### Passage provided:
+---+
Tug boats tow a semi-submersible drilling platform into the Gulf of Mexico on December 12, 2020 in Port Aransas, Texas. (Photo: Tom Pennington/Getty Images)

Climate Coalition to Biden and Schumer: Reject 'Fossil Fuel Expansion' in Manchin Deal

"Permitting new fossil fuel projects will further entrench us in a fossil fuel economy for decades to come," more than 350 environmental and social justice groups wrote in a new letter.

Kenny Stancil

A climate justice coalition sent a letter Friday imploring President Joe Biden and Senate Majority Leader Chuck Schumer to reject any proposed fossil fuel expansion during negotiations over the latest iteration of the Democratic Party's reconciliation bill.

"The unnecessary fracked gas Mountain Valley Pipeline and further drilling in Alaska and the Gulf are not foregone conclusions."

"Permitting new fossil fuel projects will further entrench us in a fossil fuel economy for decades to come—and constitutes a violent betrayal of your pledge to combat environmental racism and destruction," more than 350 organizations representing millions of people wrote to Biden and Schumer, the powerful Democrat from New York.
+---+
### Provided material:
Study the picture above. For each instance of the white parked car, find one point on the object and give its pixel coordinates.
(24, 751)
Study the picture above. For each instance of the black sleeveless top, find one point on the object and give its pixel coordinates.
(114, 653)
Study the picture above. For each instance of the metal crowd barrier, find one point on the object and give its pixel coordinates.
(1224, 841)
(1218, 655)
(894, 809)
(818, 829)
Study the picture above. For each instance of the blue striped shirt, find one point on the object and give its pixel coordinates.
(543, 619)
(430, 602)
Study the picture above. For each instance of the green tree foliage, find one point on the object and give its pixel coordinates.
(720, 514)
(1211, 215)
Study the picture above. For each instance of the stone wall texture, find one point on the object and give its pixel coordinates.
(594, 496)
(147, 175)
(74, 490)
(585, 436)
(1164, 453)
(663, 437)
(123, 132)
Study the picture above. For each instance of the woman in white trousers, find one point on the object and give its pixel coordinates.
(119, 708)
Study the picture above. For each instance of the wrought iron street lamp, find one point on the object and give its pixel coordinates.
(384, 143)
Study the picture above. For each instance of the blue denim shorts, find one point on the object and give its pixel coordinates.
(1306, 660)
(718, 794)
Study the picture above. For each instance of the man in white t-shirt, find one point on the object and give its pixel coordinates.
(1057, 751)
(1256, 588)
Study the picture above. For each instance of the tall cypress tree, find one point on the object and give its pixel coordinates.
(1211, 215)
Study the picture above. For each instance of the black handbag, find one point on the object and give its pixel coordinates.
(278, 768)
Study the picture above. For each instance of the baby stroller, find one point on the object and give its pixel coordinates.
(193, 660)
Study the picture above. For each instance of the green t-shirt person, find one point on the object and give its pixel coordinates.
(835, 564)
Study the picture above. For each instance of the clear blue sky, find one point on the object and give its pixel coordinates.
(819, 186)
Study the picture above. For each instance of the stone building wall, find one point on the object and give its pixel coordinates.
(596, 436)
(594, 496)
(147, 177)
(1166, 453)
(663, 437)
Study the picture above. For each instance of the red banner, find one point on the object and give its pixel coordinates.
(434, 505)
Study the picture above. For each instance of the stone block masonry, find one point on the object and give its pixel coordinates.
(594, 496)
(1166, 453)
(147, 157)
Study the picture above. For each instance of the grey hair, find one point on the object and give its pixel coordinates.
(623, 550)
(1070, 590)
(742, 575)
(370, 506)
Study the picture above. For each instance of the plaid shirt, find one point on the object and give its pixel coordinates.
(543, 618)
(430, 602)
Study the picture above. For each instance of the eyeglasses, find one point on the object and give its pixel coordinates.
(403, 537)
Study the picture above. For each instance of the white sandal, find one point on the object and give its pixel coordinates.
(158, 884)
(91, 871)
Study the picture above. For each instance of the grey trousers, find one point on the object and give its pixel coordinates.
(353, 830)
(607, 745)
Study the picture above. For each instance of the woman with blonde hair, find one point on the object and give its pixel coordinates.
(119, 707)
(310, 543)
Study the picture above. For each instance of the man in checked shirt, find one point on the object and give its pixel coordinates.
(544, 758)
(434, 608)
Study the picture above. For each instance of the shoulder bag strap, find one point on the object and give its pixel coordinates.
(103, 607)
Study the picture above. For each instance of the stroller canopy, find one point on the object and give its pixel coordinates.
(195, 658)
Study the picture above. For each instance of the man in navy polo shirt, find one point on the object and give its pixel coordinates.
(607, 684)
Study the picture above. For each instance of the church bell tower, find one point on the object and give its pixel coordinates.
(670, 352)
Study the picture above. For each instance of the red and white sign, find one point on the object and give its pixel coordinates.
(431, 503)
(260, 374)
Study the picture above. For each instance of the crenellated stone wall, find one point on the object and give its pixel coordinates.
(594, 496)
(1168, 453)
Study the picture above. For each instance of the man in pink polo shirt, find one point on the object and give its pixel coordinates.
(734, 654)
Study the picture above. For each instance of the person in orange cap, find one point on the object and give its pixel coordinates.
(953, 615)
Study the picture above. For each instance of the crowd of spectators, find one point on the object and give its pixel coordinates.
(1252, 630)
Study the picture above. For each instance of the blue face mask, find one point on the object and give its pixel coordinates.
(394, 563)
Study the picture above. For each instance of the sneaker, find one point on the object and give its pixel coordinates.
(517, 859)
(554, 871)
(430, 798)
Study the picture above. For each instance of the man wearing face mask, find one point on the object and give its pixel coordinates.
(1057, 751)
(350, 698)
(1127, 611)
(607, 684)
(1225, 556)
+---+
### Short problem:
In the article about the climate coalition's letter, repeat the part between "Kenny Stancil" and "from New York.", inclusive, swapping "fossil fuel" for "coal".

### Final result:
Kenny Stancil

A climate justice coalition sent a letter Friday imploring President Joe Biden and Senate Majority Leader Chuck Schumer to reject any proposed coal expansion during negotiations over the latest iteration of the Democratic Party's reconciliation bill.

"The unnecessary fracked gas Mountain Valley Pipeline and further drilling in Alaska and the Gulf are not foregone conclusions."

"Permitting new coal projects will further entrench us in a coal economy for decades to come—and constitutes a violent betrayal of your pledge to combat environmental racism and destruction," more than 350 organizations representing millions of people wrote to Biden and Schumer, the powerful Democrat from New York.